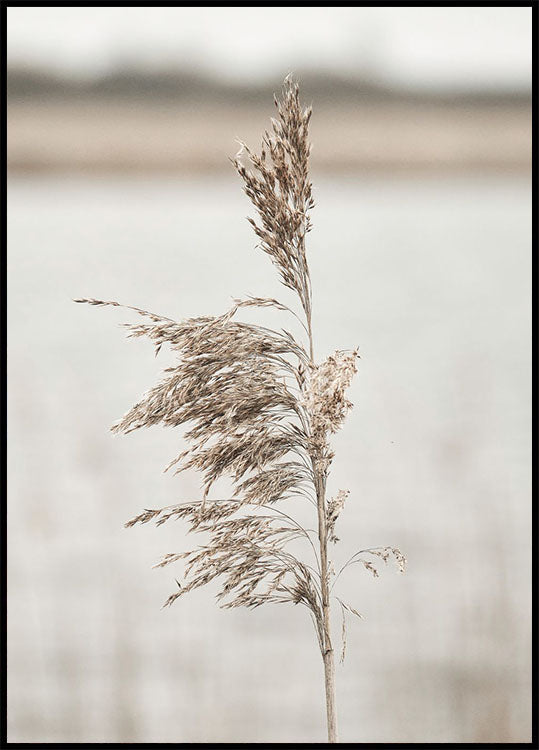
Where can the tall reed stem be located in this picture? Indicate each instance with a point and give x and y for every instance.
(327, 647)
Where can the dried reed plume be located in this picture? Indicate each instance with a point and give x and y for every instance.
(259, 410)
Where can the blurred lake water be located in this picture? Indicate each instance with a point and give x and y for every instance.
(432, 279)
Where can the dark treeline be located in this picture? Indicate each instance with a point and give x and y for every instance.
(174, 85)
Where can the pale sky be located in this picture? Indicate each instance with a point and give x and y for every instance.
(473, 47)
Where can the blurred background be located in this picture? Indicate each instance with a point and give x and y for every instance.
(120, 125)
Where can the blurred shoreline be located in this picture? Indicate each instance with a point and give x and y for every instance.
(173, 124)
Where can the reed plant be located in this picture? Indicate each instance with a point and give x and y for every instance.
(260, 410)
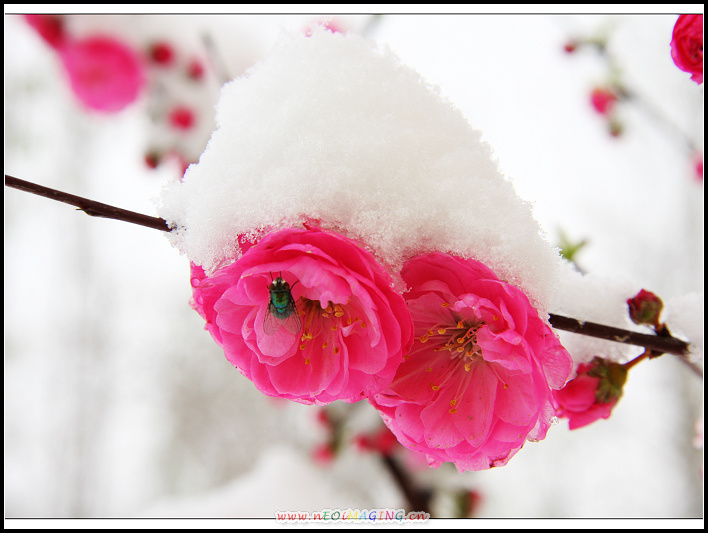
- - - - -
- **Problem to work on**: Turn everything from the line containing "Where can the blurred shoreline" down to the end of the records above into a Markdown table with the columns Row and Line, skipping blank lines and leaving out the pictures.

- **Response to this task**:
| Row | Line |
|---|---|
| 1 | Where can the blurred shoreline be located in this picture? Indicate each instance with a point and give x and y for every instance. |
| 2 | (173, 124) |
| 3 | Where can the reed plant be located in this picture? Indicate each instance with a point and give x and y for every instance. |
| 4 | (260, 410) |